• _RAW DATA_:
########################################

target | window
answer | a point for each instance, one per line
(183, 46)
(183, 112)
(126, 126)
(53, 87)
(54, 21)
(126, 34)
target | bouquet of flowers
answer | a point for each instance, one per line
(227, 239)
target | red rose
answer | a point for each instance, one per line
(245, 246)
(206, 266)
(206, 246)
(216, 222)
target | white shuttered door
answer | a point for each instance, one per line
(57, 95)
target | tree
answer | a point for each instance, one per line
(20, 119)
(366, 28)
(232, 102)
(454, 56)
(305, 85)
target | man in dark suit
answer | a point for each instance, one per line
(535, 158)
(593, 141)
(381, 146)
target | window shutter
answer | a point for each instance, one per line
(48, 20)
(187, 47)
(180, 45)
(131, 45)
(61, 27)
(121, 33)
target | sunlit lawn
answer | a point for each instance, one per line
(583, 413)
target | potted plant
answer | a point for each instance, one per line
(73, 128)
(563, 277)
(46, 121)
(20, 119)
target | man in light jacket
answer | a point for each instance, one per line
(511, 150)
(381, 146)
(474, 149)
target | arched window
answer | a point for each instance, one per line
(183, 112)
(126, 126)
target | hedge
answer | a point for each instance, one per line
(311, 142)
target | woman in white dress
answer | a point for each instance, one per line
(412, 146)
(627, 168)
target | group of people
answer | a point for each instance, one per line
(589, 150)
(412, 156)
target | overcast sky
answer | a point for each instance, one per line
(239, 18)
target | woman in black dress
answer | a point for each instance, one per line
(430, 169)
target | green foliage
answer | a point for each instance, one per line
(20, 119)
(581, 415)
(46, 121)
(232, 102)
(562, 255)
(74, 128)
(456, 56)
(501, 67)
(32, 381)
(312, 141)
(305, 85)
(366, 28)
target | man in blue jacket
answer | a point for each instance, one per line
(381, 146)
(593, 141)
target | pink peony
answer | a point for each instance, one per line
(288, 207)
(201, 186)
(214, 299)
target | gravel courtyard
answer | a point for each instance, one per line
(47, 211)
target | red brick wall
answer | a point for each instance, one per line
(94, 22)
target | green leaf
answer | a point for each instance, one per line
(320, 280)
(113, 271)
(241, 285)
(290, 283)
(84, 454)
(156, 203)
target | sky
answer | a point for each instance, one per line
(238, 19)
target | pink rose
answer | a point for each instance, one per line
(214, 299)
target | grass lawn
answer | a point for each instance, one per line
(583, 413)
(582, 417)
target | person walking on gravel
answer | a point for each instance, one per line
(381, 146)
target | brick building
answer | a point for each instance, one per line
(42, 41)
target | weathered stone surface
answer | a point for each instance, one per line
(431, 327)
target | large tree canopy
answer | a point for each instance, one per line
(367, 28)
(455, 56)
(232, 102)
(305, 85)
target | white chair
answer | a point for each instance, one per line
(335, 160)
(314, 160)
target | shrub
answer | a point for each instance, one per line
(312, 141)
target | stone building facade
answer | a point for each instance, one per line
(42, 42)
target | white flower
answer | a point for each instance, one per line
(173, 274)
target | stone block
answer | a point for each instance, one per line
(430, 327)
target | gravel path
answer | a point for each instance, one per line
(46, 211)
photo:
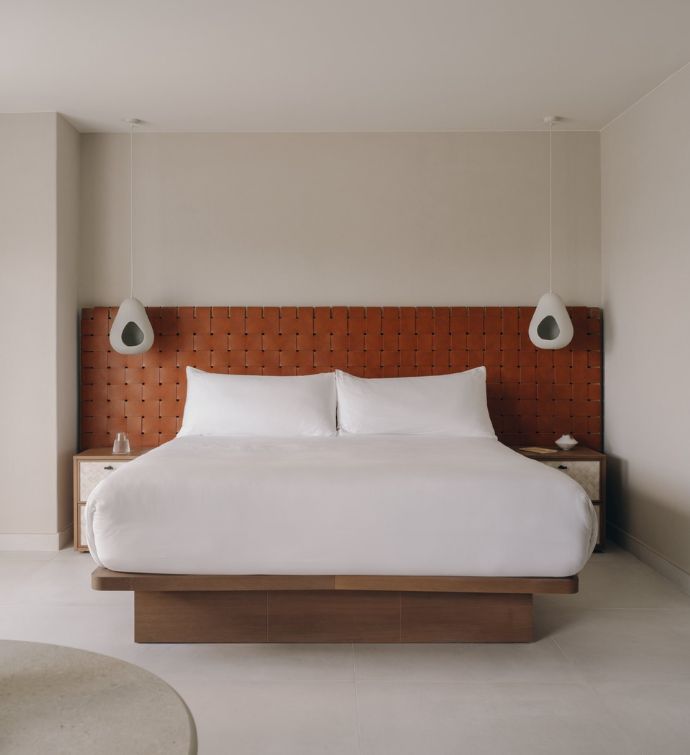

########################################

• _EXERCISE INSTRUCTIONS_: Before copying, set the pictures aside; then give the records again exactly.

• _PROBLEM SOLUTION_:
target | window
answer | a point for each instance, one per line
(183, 46)
(183, 112)
(126, 126)
(53, 87)
(54, 21)
(126, 34)
target | bouquet of flowers
answer | a point for each instance, one per line
(227, 239)
target | red rose
answer | a point for each instance, one per line
(245, 246)
(206, 266)
(206, 246)
(216, 222)
target | white shuttered door
answer | a point for each instance, one per line
(57, 95)
target | tree
answer | a point for each instance, one per line
(20, 119)
(366, 28)
(232, 102)
(454, 56)
(305, 85)
target | man in dark suit
answer | a point for each instance, one per line
(535, 158)
(593, 141)
(381, 146)
target | window shutter
answer | a point for each instance, one per line
(48, 20)
(187, 47)
(180, 45)
(131, 45)
(61, 27)
(121, 33)
target | sunlit lawn
answer | a point for each instance, one per line
(583, 413)
target | potted plant
answer | a point for each instance, one per line
(73, 128)
(563, 277)
(46, 121)
(20, 119)
target | man in light jacket
answer | a point for each instance, one per line
(511, 150)
(381, 146)
(474, 149)
target | arched window
answer | a point for each instance, one per line
(183, 112)
(126, 126)
target | hedge
answer | a point for each instance, one per line
(311, 142)
target | woman in white dress
answer | a point for each instance, one per line
(412, 146)
(627, 168)
target | group of people
answer | a point for each instance, one per line
(589, 150)
(412, 156)
target | overcast sky
answer | a point for each instance, one per line
(239, 18)
target | woman in black dress
answer | a point for each instance, one per line
(430, 169)
target | green foliage
answer | a point for each instance, one per line
(20, 119)
(581, 415)
(46, 121)
(232, 102)
(562, 255)
(74, 128)
(456, 56)
(501, 67)
(32, 381)
(312, 141)
(305, 85)
(366, 28)
target | man in blue jacket
answer | a point for each instance, one per line
(381, 146)
(593, 141)
target | pink peony
answer | a point for each instance, one per line
(288, 207)
(201, 186)
(214, 299)
target | gravel courtyard
answer | a point for each instance, one per line
(47, 211)
target | red brick wall
answer | a point for each instance, one per line
(94, 22)
target | green leaf
answer | a point for each instance, one per line
(320, 280)
(113, 271)
(241, 285)
(290, 283)
(84, 454)
(156, 203)
target | sky
answer | a point for each instance, one per line
(238, 19)
target | pink rose
answer | a point for each instance, one per line
(214, 299)
target | grass lawn
answer | a point for each instance, one per line
(583, 413)
(582, 417)
target | person walking on gravel
answer | a point for each instance, one per line
(381, 146)
target | brick building
answer | a point for each instance, one per line
(42, 41)
target | weathered stone surface
answer | a point for each instance, one per line
(431, 327)
target | large tree canopy
answer | a point for each instance, one per line
(367, 28)
(455, 56)
(232, 102)
(305, 85)
target | white chair
answer | a point for each instance, one per line
(335, 160)
(314, 160)
target | shrub
answer | a point for each instance, one per line
(312, 141)
target | stone building facade
answer | a point for each instance, one per line
(42, 42)
target | white flower
answer | a point for each instance, one per line
(173, 274)
target | stone block
answer | a point for each instance, one per line
(430, 327)
target | gravel path
answer | a point for each instance, one per line
(46, 211)
photo:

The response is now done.